Set each record down exactly, excluding all images.

━━━ Provided material

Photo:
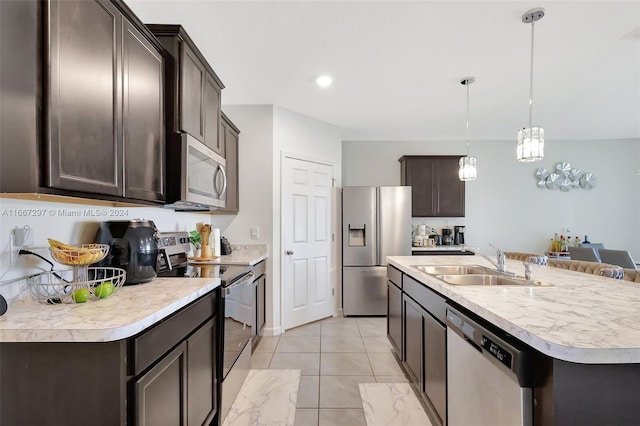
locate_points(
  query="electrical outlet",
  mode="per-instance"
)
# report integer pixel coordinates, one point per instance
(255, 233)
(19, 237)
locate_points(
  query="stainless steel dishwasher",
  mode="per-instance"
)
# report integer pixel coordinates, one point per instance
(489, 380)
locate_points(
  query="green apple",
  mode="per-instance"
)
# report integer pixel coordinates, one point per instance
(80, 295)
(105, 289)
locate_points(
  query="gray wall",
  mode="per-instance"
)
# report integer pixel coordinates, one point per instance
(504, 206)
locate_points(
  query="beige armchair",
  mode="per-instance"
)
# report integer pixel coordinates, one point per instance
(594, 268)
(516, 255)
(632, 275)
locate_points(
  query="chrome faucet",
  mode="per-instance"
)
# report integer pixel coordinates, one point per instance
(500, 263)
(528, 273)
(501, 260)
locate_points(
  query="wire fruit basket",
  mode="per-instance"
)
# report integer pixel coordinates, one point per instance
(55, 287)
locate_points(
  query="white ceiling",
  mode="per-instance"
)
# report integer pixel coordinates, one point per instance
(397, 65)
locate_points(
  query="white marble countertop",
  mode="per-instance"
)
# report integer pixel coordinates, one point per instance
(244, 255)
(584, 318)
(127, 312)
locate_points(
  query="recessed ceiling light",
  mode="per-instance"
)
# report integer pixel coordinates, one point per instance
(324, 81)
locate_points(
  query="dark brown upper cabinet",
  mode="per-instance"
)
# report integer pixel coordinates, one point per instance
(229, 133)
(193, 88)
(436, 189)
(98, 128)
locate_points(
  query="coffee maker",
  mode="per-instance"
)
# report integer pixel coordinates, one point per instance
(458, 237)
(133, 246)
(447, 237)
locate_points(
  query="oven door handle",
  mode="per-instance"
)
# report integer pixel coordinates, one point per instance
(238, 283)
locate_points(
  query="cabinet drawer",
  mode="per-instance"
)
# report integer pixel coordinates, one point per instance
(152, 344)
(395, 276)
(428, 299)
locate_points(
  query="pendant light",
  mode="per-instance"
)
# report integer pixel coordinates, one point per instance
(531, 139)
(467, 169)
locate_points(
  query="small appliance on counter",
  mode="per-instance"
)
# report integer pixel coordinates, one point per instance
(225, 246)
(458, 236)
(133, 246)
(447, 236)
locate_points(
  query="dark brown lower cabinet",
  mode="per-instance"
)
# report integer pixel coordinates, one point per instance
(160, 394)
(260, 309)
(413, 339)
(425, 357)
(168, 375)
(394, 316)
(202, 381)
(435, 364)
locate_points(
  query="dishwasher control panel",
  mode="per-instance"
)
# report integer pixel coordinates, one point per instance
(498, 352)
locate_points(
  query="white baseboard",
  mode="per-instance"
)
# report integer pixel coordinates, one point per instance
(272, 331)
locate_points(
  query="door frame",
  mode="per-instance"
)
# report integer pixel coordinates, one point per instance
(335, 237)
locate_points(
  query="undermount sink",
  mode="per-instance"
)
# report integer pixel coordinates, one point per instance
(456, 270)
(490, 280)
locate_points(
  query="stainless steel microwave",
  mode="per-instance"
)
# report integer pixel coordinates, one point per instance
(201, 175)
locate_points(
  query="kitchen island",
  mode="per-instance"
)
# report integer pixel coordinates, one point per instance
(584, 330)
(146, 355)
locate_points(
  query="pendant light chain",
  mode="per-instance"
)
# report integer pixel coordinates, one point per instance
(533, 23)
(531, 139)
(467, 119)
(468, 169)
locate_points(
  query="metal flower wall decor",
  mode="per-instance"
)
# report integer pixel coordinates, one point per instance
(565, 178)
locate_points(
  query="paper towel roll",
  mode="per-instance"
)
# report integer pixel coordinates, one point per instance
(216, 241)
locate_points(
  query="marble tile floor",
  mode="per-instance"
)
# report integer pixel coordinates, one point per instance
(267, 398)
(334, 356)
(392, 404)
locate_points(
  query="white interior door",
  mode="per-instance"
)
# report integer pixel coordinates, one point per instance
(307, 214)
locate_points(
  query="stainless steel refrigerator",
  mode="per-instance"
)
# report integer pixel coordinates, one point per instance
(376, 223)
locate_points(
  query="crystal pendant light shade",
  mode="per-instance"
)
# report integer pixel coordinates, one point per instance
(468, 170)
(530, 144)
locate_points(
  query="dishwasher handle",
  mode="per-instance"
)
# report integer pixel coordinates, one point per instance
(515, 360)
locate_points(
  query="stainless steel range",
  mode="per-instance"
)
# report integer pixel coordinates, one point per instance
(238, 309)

━━━━━━

• **Response to this task**:
Photo:
locate_points(
  query="electrical outlet",
  mode="per-instance"
)
# report integer pixel coordinates, one point per instance
(255, 233)
(19, 237)
locate_points(
  query="stainless steel dishwasher",
  mode="per-instance"
)
# report integer pixel coordinates, one point per instance
(489, 380)
locate_points(
  query="green apple",
  mode="per-instance"
)
# report integer pixel coordinates, one point per instance
(80, 295)
(105, 289)
locate_points(
  query="gray wall",
  mode="per-instance"
)
# report integer pixel coordinates, one point per instance
(504, 206)
locate_points(
  query="beige armchair",
  mode="per-instance"
)
# report integer pixel coordinates, one point per instance
(594, 268)
(516, 255)
(632, 275)
locate_points(
  query="chrome faucet",
  mode="per-instance"
)
# report integer pixel coordinates, one point per instance
(500, 263)
(528, 273)
(501, 260)
locate_points(
  query="wire fruit basket",
  mode="per-instance"
)
# report integer pixel coordinates, one point per instance
(55, 287)
locate_points(
  query="white ceiling",
  mode="per-instance"
)
# report integer pixel coordinates, one point per instance
(397, 65)
locate_points(
  query="white marble countertop",
  mode="per-instance"
)
# report integer pixel coordinates, one point per instance
(244, 255)
(584, 318)
(127, 312)
locate_points(
  query="recessed ceiling light",
  mode="per-instance"
)
# report integer pixel coordinates, one point per instance
(324, 81)
locate_points(
  query="dark brown upper cabinet",
  mode="per-instance"
)
# report integer pixel coordinates, one point per instance
(229, 133)
(193, 88)
(436, 189)
(98, 128)
locate_points(
  query="coffee maker",
  mode="per-instance"
)
# report integer pixel coordinates, one point per instance
(458, 237)
(133, 246)
(447, 237)
locate_points(
  query="oven door handle",
  mode="per-instance"
)
# report integer pixel coordinates, one point per instance
(238, 283)
locate_points(
  query="cabinet drawer",
  mode="per-instance"
)
# report integer pixel coordinates, one point per instance
(152, 344)
(395, 276)
(428, 299)
locate_points(
  query="pendant light",
  mode="per-instance"
)
# report integer pixel coordinates, one point per instance
(531, 139)
(467, 169)
locate_points(
  query="small appliance on counter",
  mode="per-instance"
)
# report integer pixel coordinates, one point per instance
(225, 246)
(458, 236)
(133, 246)
(447, 236)
locate_points(
  query="dark brown lower cabinet",
  mode="per-instance"
)
# report integer pixel coordinates, one point per instance
(160, 394)
(260, 309)
(413, 339)
(425, 357)
(168, 375)
(394, 316)
(202, 381)
(435, 364)
locate_points(
  query="dishwasher control panel",
  mode="per-instance"
)
# report integer pixel coordinates, one point per instance
(498, 352)
locate_points(
  query="white baseboard",
  mode="per-instance"
)
# report integer pixel coordinates, one point per instance
(272, 331)
locate_points(
  query="door frame",
  mode="per-instance"
)
# report integer pixel coordinates, one point per instance
(335, 237)
locate_points(
  query="undermount sink",
  mode="per-instance"
)
# report integer pixel coordinates, one point per instance
(456, 270)
(490, 280)
locate_points(
  query="stainless steel microwave",
  mode="per-instance"
)
# report integer pixel coordinates, one point per instance
(201, 175)
locate_points(
  query="kitchen island",
  mode="per-instance"
)
# report integer pixel coordinates, one point per instance
(584, 330)
(146, 355)
locate_points(
  query="pendant light chain",
  mode="per-instance"
)
# report integer pixel coordinates, one point per instance
(533, 23)
(531, 139)
(467, 119)
(468, 169)
locate_points(
  query="metal flower wall decor",
  mode="per-instance"
)
# report integer pixel coordinates, one point per instance
(565, 178)
locate_points(
  query="paper towel roll",
  mode="per-instance"
)
# report integer pixel coordinates, one point per instance
(216, 241)
locate_points(
  query="marble tile floor",
  mode="per-instance"
)
# report integer pixel coordinates, one point per instance
(267, 398)
(334, 356)
(392, 404)
locate_points(
  query="white interior door",
  mode="per-instance"
)
# report integer pixel coordinates, one point per instance
(307, 214)
locate_points(
  query="stainless steel refrigerator",
  mode="per-instance"
)
# report integer pixel coordinates, one point per instance
(376, 223)
locate_points(
  query="crystal pendant light shade",
  mode="per-instance"
)
# report integer pixel coordinates, one point per instance
(468, 170)
(530, 144)
locate_points(
  query="dishwasher handle",
  mode="per-instance"
)
# report integer pixel coordinates, one point per instance
(515, 360)
locate_points(
  query="stainless steel range",
  mode="per-instance"
)
# report integer pixel coordinates, one point per instance
(238, 309)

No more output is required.